TASK REQUIREMENTS.
In your copy, leave out the pictures and repeat every record exactly.

DATA SUPPLIED.
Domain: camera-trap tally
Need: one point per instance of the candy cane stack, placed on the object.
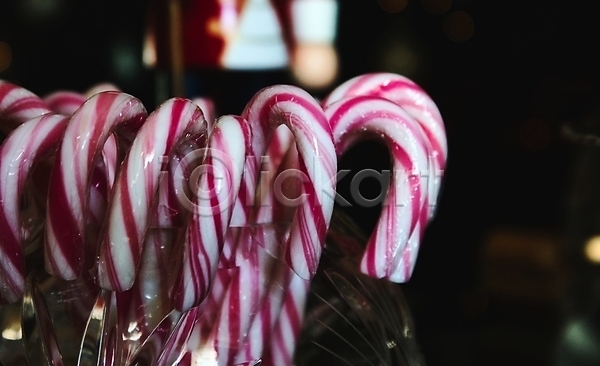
(202, 233)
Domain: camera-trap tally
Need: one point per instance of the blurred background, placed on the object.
(508, 270)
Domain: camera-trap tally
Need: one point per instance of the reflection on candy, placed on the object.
(223, 218)
(212, 207)
(295, 108)
(417, 103)
(18, 105)
(64, 102)
(20, 152)
(357, 118)
(69, 247)
(135, 189)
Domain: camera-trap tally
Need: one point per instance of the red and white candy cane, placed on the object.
(18, 105)
(285, 334)
(217, 192)
(404, 212)
(207, 106)
(20, 152)
(64, 101)
(291, 106)
(417, 103)
(137, 182)
(68, 248)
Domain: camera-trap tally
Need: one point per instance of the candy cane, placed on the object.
(288, 326)
(418, 104)
(357, 118)
(135, 189)
(207, 106)
(26, 146)
(18, 105)
(69, 249)
(292, 106)
(99, 88)
(206, 233)
(64, 102)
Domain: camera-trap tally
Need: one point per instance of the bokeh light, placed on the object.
(315, 65)
(436, 7)
(5, 56)
(392, 6)
(459, 26)
(592, 249)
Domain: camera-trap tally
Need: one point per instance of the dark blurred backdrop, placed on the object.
(502, 278)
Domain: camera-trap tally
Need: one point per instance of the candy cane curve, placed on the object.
(24, 147)
(64, 101)
(18, 105)
(228, 144)
(417, 103)
(173, 122)
(357, 118)
(68, 251)
(67, 102)
(294, 107)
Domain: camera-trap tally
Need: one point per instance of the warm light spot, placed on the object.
(13, 332)
(459, 26)
(149, 53)
(213, 27)
(315, 65)
(592, 249)
(436, 7)
(5, 56)
(392, 6)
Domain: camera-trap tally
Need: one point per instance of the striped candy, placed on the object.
(18, 105)
(415, 101)
(291, 106)
(133, 198)
(217, 192)
(69, 247)
(404, 211)
(27, 145)
(64, 102)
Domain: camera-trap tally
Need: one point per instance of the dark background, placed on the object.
(501, 278)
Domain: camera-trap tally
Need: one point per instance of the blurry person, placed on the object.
(229, 49)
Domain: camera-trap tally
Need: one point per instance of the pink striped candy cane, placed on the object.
(175, 121)
(295, 108)
(99, 88)
(25, 147)
(68, 249)
(18, 105)
(208, 108)
(418, 104)
(64, 102)
(288, 326)
(356, 118)
(225, 156)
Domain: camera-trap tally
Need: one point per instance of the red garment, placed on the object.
(203, 42)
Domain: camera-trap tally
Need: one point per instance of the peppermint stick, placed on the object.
(288, 327)
(404, 210)
(64, 102)
(21, 151)
(18, 105)
(418, 104)
(68, 249)
(295, 108)
(172, 123)
(217, 192)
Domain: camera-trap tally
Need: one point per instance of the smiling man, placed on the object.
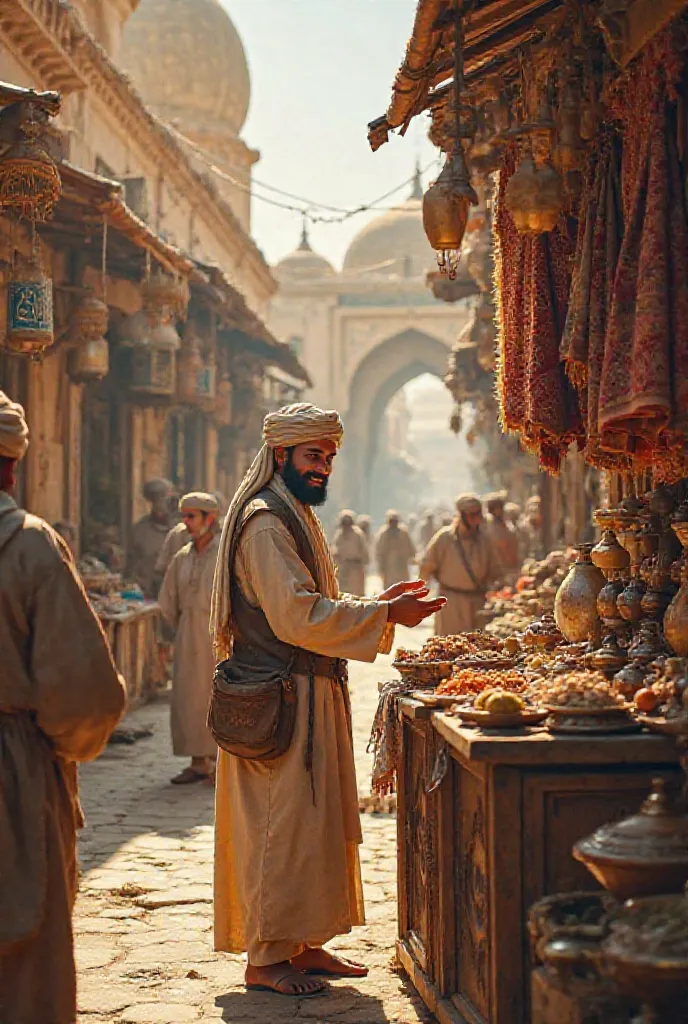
(184, 601)
(287, 870)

COMPLETED EXERCISE.
Domain: camera-trap tally
Need: one point per instance of the candy cane stack, placed on the object.
(202, 233)
Domain: camera-trap tally
Need: one point per instance of the blurred background, placed on the object.
(508, 270)
Domain: camera-trap tally
Need: one point per instance of the reflection on candy, placed on the object.
(223, 218)
(212, 207)
(295, 108)
(417, 103)
(18, 105)
(64, 102)
(20, 152)
(357, 118)
(69, 247)
(135, 189)
Domain: camera-trap tally
Need: one point per instance of the red and white candy cane, placed on the object.
(18, 105)
(285, 334)
(217, 192)
(404, 212)
(207, 106)
(20, 152)
(64, 101)
(291, 106)
(417, 103)
(137, 182)
(68, 248)
Domain: camera-trap tally
Need: one point per instance of the candy cane, placed on the object.
(288, 326)
(418, 104)
(357, 118)
(135, 189)
(207, 106)
(26, 146)
(18, 105)
(69, 249)
(292, 106)
(99, 88)
(206, 233)
(64, 102)
Domain: camera-trap tally
Need: one point per instance of the bokeh light, placed on the object.
(315, 65)
(436, 7)
(5, 56)
(392, 6)
(459, 26)
(592, 249)
Domain: camera-trap tally
Need: one point per instance of the dark blurred backdrop, placed on the object.
(502, 278)
Domain: camera-trap tally
Need: one point per instance of the candy cane curve, placed on the object.
(24, 147)
(64, 101)
(18, 105)
(228, 144)
(417, 103)
(173, 122)
(357, 118)
(68, 251)
(67, 102)
(294, 107)
Domain: camera-trap tally
Need: one point per instance of the warm light spot, placed on the object.
(13, 332)
(459, 26)
(149, 53)
(213, 27)
(315, 65)
(592, 249)
(436, 7)
(5, 56)
(392, 6)
Domain: camera-trap tally
Need: one point per instance of the striped candy, placed on the object.
(18, 105)
(415, 101)
(291, 106)
(133, 198)
(217, 192)
(69, 247)
(404, 211)
(27, 145)
(64, 102)
Domain: camera-trap tally
Need: one point per instance of the dark background, placed on the object.
(501, 278)
Domain: camera-trap tally
Need: one point per instance of the blurry person, placed on the object.
(229, 49)
Domain: camera-trap tally
Need: one point per instance of the pink striped candy cane, placed on the object.
(175, 121)
(295, 108)
(99, 88)
(25, 147)
(68, 249)
(18, 105)
(208, 108)
(418, 104)
(64, 102)
(288, 326)
(356, 118)
(225, 156)
Domain: camera-trap tally
Need: one point per instance of the red garment, placed on the object.
(203, 42)
Domain: camera-trap tally
Need: one point per instance of the peppermint stick, placed on the object.
(288, 327)
(404, 210)
(64, 102)
(21, 151)
(18, 105)
(418, 104)
(68, 249)
(295, 108)
(172, 123)
(217, 192)
Domain: camera-trap tally
Need: one point per instance of the smiling man, placed on the object.
(184, 601)
(287, 870)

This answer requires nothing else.